Objective
Pick out each line in the records that contains the word "retail", matching upper and lower case exactly, and copy those lines.

Supplied information
"""
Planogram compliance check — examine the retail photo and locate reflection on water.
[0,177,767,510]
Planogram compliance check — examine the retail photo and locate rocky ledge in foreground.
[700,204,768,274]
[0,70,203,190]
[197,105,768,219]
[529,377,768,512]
"""
Answer to the problem
Planogram compliance check — examine the retail photo and locate reflection on water.
Planogram compliance check — examine the retail photo and locate rocky ledge in foreground.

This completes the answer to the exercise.